▶ The problem: Return only this: the line with "red winter jacket." and all the lines that follow it below, through the final one, exactly as they are.
..........
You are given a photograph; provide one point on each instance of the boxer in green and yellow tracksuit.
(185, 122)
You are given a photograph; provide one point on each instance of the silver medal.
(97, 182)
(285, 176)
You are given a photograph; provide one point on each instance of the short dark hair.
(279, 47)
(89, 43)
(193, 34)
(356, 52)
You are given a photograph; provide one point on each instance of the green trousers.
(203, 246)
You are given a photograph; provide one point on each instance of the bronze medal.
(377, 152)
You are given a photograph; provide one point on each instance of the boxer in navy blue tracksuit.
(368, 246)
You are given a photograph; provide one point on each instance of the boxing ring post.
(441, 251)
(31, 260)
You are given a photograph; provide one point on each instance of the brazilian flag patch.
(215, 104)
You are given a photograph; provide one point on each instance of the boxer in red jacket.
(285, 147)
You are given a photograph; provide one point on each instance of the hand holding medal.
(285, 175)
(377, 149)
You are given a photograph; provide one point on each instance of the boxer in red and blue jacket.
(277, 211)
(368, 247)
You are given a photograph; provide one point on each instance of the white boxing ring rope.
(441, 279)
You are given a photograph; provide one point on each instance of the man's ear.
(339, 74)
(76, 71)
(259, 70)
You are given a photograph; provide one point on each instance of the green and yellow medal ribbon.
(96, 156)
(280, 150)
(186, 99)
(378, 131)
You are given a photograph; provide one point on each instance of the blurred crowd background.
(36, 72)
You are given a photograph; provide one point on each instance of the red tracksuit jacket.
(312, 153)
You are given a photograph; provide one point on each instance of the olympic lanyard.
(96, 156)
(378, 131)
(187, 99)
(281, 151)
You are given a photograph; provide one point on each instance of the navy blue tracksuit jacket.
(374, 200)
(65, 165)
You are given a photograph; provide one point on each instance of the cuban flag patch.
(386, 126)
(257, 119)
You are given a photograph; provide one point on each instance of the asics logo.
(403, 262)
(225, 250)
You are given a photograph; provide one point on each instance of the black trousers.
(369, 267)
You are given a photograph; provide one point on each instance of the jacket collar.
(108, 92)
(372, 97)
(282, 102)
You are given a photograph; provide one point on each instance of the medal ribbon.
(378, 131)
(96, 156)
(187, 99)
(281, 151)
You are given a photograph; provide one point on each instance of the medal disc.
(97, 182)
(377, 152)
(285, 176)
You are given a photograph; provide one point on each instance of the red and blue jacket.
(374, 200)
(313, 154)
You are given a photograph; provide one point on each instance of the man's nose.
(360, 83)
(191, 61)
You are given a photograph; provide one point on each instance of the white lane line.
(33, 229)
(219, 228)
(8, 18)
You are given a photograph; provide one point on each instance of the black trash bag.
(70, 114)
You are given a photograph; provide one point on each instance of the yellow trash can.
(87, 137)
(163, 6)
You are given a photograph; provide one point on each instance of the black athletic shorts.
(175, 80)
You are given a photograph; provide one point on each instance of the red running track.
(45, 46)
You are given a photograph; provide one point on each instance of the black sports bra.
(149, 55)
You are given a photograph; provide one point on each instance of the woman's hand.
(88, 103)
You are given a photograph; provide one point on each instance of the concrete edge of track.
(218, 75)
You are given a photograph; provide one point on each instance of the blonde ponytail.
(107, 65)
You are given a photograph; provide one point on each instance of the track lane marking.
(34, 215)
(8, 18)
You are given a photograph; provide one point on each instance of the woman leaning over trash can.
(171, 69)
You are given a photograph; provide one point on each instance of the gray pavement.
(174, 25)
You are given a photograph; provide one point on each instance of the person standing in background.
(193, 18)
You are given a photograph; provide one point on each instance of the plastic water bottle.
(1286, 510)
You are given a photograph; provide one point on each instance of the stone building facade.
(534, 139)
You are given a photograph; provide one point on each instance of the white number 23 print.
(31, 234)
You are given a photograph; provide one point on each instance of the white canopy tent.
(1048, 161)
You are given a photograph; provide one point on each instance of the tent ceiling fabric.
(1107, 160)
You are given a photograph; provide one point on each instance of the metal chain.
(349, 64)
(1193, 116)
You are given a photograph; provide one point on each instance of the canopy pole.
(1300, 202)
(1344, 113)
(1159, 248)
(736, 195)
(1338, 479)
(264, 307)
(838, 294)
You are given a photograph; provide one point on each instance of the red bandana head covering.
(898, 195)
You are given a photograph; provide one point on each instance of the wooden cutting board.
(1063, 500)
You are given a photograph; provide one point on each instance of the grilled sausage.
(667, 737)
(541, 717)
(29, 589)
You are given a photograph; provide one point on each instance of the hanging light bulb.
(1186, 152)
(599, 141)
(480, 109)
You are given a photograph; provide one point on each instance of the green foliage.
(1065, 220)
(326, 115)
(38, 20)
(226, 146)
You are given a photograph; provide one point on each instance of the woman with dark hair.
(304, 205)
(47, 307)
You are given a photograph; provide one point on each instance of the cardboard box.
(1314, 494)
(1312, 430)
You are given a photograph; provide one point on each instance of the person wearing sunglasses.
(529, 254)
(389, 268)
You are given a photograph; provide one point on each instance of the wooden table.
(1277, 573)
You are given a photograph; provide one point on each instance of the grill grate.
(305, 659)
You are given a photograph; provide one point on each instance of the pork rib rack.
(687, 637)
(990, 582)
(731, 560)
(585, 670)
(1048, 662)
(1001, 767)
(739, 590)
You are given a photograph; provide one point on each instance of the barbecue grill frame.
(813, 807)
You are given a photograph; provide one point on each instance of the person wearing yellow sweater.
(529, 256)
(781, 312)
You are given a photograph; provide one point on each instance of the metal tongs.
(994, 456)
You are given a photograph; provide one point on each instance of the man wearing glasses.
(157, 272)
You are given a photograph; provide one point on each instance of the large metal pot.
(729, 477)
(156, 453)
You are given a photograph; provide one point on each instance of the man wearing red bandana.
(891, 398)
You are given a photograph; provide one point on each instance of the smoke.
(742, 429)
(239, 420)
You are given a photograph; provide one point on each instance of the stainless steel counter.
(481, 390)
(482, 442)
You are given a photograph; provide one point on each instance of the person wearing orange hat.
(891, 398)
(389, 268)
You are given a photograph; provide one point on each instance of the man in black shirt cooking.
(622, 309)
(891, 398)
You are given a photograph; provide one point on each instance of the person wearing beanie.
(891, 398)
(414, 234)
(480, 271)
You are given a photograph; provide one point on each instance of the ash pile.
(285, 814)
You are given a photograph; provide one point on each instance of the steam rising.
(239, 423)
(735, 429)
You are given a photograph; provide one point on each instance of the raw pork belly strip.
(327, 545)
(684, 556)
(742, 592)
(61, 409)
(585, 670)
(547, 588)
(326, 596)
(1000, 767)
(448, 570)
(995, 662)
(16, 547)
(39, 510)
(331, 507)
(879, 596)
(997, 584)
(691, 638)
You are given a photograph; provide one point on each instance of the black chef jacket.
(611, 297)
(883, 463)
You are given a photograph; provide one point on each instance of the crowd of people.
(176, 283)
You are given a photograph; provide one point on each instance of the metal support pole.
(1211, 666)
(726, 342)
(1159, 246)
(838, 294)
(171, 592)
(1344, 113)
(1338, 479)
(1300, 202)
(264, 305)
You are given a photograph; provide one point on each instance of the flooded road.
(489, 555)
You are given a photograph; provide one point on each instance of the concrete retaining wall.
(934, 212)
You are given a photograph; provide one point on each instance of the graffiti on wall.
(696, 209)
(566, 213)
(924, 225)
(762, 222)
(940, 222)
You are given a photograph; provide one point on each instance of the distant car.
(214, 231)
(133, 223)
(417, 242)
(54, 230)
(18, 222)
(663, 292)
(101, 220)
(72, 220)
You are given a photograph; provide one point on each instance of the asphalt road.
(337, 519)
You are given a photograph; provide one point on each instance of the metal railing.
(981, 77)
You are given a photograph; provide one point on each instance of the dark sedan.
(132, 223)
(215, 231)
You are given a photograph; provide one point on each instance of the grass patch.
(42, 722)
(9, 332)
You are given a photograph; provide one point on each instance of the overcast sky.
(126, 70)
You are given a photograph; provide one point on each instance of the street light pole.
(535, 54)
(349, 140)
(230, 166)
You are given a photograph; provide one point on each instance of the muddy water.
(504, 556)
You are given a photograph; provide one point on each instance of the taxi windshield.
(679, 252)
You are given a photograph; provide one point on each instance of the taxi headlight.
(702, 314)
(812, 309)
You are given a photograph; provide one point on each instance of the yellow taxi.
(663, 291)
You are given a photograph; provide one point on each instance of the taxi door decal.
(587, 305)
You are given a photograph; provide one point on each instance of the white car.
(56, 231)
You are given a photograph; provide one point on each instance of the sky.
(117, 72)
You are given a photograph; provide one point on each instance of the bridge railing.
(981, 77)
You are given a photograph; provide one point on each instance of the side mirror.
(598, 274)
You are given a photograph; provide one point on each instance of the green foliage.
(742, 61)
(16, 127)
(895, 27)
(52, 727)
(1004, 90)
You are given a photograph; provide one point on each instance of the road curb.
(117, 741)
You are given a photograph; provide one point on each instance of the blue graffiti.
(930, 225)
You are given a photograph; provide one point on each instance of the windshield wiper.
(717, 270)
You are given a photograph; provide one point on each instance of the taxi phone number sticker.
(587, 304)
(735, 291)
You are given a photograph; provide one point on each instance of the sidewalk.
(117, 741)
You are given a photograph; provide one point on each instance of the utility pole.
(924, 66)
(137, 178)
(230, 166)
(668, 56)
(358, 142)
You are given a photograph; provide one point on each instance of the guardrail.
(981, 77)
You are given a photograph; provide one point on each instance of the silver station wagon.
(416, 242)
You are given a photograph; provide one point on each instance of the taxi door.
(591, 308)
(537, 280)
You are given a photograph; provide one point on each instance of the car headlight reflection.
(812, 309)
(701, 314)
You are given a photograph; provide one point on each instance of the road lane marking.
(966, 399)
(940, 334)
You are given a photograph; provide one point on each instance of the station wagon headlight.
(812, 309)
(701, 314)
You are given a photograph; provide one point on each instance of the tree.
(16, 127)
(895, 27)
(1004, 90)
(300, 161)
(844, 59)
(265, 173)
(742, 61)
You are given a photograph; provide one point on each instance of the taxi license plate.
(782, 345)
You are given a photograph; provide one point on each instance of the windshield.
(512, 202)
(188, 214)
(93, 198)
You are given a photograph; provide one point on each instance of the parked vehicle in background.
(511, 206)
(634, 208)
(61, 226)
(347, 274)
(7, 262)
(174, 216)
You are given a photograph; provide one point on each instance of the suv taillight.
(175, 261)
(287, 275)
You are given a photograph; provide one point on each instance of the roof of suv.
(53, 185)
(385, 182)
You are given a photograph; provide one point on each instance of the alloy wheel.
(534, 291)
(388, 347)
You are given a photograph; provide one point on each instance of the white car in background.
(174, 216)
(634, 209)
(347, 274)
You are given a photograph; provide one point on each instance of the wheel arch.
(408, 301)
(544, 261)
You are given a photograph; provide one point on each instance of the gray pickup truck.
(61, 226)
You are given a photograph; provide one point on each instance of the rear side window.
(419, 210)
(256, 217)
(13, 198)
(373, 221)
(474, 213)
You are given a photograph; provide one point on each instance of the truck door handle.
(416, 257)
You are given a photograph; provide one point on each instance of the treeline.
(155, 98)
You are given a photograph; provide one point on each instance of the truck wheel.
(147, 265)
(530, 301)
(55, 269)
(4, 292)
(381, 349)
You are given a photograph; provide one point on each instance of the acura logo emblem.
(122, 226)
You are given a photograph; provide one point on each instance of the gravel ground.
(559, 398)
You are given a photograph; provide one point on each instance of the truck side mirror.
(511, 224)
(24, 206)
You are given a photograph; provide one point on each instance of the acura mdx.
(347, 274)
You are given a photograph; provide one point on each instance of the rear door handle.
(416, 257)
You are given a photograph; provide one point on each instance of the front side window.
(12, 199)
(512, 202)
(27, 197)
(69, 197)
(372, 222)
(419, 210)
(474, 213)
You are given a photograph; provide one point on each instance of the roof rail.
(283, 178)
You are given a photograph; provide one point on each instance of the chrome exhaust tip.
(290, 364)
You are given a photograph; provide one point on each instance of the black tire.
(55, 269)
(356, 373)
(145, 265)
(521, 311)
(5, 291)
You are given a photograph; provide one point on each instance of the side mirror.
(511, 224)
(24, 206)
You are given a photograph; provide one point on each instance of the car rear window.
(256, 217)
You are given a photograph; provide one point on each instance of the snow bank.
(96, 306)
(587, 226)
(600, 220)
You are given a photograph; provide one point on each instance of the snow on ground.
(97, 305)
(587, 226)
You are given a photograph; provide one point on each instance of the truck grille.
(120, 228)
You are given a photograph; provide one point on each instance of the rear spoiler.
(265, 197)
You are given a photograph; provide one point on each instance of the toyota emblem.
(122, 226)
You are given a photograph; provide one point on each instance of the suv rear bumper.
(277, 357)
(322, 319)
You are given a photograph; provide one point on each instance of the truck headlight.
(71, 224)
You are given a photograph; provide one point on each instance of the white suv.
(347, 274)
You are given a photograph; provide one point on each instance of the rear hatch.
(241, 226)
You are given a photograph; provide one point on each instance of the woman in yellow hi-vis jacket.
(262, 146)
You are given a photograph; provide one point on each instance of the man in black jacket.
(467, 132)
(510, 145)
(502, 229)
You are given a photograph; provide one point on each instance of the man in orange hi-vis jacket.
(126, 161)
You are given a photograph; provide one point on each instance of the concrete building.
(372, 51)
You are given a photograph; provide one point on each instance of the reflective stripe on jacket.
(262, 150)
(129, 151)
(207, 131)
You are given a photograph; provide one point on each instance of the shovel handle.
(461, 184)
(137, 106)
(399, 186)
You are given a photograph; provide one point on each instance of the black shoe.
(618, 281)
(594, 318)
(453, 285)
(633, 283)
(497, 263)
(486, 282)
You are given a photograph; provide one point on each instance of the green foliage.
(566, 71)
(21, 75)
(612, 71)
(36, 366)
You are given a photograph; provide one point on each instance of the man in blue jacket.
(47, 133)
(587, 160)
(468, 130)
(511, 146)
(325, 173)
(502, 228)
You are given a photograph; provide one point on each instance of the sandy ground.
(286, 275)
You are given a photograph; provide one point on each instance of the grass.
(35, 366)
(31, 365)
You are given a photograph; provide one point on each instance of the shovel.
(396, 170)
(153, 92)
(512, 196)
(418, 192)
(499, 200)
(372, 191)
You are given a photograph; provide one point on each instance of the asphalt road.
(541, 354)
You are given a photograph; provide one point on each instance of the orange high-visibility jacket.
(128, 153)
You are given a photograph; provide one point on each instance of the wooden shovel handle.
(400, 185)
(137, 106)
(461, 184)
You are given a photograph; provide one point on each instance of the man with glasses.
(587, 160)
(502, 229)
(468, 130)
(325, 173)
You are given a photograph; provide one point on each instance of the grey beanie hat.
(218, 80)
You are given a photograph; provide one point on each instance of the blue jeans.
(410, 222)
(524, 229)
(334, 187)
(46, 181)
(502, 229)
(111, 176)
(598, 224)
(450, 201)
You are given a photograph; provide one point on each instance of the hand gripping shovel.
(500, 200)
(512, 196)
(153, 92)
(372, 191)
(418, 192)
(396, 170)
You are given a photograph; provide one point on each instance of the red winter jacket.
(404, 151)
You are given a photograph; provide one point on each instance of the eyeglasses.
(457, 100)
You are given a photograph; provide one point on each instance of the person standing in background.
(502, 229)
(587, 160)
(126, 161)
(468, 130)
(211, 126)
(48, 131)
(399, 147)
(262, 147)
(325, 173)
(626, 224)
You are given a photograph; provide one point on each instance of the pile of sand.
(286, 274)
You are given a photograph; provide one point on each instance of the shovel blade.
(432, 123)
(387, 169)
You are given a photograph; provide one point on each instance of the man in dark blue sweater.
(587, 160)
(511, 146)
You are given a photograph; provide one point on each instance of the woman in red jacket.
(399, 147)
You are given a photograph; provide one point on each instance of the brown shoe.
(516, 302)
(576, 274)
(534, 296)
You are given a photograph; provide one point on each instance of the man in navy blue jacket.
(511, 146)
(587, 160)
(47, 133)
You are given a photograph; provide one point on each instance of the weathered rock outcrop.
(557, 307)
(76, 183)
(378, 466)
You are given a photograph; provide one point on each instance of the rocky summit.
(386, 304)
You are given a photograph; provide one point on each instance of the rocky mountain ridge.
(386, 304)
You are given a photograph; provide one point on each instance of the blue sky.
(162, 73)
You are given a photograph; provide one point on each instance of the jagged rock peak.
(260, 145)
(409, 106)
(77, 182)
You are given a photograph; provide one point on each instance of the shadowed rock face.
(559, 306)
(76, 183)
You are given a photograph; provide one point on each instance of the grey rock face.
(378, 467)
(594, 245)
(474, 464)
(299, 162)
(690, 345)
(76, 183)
..........
▶ Expected answer:
You are given a photograph; provide one point on each instance of the red winter jacket.
(404, 151)
You are given a photograph; provide one point on each instance of the eyeglasses.
(457, 100)
You are given a photograph; provide one point on each instance of the person standing in background.
(502, 229)
(587, 160)
(126, 161)
(468, 130)
(211, 126)
(48, 131)
(399, 147)
(262, 147)
(325, 173)
(626, 224)
You are given a photograph; provide one point on each instance of the pile of sand.
(286, 274)
You are given a photograph; provide one point on each instance of the shovel blade.
(432, 123)
(387, 169)
You are given a photograph; provide one point on each instance of the man in dark blue sweater.
(587, 160)
(511, 146)
You are given a photograph; provide one point on each instance of the woman in red jacket.
(399, 147)
You are given a photograph; provide one point on each instance of the brown shoe.
(516, 302)
(576, 274)
(534, 296)
You are given a photograph; provide one point on each instance of the man in navy blue jacket.
(511, 146)
(587, 160)
(47, 133)
You are given a photograph; provide one point on each instance of the weathered rock outcrop.
(557, 307)
(76, 183)
(378, 466)
You are given a photograph; provide one point on each instance of the rocky summit.
(386, 304)
You are given a photograph; provide one point on each instance of the rocky mountain ridge.
(386, 304)
You are given a photograph; provide one point on each instance of the blue sky.
(162, 73)
You are given a photograph; provide one point on each instance of the jagged rock peak.
(260, 145)
(409, 106)
(77, 182)
You are given a photograph; provide one point on each instance of the shadowed rock face.
(559, 306)
(76, 183)
You are given a photograph; provide one point on each instance of the grey rock face.
(378, 467)
(594, 245)
(474, 464)
(299, 162)
(690, 345)
(76, 183)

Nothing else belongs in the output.